[Activity]:
The answer must be a bare number: the count of lines below that contain "outlines".

[Supplied material]:
▬▬▬▬▬▬▬▬▬▬
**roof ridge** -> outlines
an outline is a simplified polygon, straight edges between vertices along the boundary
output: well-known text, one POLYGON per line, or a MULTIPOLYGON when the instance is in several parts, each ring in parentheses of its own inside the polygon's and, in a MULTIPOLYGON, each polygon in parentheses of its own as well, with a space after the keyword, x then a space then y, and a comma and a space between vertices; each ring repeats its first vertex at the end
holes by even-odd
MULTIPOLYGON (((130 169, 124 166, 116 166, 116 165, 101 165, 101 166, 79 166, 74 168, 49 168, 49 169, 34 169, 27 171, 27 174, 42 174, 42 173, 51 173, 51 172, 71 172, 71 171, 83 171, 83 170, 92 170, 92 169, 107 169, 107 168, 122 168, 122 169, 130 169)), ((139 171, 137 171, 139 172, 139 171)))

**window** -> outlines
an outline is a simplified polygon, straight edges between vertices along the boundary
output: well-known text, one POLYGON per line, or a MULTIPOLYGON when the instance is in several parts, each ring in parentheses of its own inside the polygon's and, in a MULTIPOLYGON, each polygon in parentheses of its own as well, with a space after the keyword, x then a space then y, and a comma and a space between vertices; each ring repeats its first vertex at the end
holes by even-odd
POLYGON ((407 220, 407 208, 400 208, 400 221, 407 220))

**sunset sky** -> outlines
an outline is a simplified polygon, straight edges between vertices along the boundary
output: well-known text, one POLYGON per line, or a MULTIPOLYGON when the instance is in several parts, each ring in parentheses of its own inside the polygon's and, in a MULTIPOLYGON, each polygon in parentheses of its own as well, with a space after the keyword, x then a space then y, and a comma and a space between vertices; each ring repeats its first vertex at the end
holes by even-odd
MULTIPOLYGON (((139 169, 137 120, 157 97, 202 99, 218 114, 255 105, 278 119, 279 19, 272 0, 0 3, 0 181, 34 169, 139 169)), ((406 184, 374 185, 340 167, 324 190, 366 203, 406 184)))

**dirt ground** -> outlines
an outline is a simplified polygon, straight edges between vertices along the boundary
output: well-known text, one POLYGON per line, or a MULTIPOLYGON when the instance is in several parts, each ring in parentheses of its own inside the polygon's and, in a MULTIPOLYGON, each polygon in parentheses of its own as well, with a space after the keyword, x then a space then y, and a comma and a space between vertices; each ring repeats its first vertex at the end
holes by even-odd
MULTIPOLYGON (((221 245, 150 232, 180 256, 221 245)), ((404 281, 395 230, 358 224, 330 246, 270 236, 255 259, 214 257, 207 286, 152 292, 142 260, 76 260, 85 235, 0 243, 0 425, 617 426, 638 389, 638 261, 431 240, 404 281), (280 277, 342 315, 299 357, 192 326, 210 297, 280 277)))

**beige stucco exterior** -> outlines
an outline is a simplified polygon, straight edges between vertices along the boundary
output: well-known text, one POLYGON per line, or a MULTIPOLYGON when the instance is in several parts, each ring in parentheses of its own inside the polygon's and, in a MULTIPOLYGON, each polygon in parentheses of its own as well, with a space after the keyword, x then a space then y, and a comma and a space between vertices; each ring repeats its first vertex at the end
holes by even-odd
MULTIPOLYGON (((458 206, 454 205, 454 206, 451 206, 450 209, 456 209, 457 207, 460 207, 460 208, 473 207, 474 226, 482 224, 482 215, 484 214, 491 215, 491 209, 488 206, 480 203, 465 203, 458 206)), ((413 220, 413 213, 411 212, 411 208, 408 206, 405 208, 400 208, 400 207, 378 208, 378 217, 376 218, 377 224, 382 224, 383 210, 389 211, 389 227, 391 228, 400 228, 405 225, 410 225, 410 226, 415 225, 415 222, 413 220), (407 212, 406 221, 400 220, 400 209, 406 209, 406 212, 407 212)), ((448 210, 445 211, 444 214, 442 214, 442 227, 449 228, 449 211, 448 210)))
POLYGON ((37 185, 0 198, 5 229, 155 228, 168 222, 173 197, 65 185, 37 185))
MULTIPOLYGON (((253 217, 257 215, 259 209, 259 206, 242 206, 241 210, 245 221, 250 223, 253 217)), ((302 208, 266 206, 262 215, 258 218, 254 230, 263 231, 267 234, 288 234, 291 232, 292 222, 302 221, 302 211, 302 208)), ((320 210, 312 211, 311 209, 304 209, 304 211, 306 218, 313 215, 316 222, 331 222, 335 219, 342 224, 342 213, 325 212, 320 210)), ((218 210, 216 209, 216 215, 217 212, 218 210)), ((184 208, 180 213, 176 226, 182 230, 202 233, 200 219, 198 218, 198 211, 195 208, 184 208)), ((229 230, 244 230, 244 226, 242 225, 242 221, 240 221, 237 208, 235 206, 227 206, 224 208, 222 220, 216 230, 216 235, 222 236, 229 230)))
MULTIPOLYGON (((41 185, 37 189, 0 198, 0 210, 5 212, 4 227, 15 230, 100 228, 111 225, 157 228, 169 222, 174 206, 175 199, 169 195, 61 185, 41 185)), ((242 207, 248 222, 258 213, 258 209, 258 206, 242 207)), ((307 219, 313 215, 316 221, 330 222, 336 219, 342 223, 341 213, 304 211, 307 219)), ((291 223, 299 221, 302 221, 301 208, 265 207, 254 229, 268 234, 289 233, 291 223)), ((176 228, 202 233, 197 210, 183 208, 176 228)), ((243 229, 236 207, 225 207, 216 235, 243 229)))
▬▬▬▬▬▬▬▬▬▬
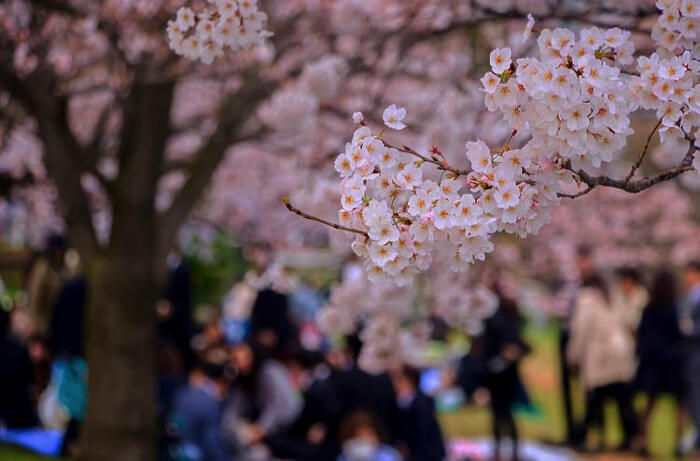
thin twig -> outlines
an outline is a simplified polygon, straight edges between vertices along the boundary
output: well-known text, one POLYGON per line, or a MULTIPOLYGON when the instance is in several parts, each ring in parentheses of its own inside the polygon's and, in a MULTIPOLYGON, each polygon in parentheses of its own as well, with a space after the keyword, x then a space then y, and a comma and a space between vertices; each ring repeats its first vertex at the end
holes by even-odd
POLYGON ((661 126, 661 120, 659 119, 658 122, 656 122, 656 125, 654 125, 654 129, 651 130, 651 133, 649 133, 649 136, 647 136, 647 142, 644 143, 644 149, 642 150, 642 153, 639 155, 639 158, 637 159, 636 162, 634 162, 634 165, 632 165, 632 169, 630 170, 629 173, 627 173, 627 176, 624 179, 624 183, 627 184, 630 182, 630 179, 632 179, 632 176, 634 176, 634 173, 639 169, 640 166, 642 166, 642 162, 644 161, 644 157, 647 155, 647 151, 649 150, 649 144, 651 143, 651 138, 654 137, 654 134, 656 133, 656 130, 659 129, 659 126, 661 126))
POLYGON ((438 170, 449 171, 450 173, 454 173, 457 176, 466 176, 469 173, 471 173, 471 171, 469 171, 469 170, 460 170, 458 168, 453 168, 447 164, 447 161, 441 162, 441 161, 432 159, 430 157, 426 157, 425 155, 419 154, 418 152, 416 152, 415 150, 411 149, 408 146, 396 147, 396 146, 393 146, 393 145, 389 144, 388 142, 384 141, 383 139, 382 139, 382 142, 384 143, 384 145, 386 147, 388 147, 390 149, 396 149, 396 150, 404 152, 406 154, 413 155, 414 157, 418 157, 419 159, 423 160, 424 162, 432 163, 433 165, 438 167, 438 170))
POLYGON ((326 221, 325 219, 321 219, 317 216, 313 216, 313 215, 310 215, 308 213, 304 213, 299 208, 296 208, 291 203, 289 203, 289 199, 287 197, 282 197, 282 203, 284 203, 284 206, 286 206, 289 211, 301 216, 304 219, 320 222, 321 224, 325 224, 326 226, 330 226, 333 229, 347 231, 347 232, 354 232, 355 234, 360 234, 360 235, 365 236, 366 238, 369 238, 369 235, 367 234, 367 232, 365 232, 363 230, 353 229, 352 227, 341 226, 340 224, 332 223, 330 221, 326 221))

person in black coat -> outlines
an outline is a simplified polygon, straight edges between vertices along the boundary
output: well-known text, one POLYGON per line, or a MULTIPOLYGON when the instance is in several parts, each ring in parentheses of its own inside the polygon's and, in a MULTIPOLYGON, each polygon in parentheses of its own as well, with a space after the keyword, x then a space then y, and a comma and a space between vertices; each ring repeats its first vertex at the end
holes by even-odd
▬▬▬▬▬▬▬▬▬▬
[Task response]:
7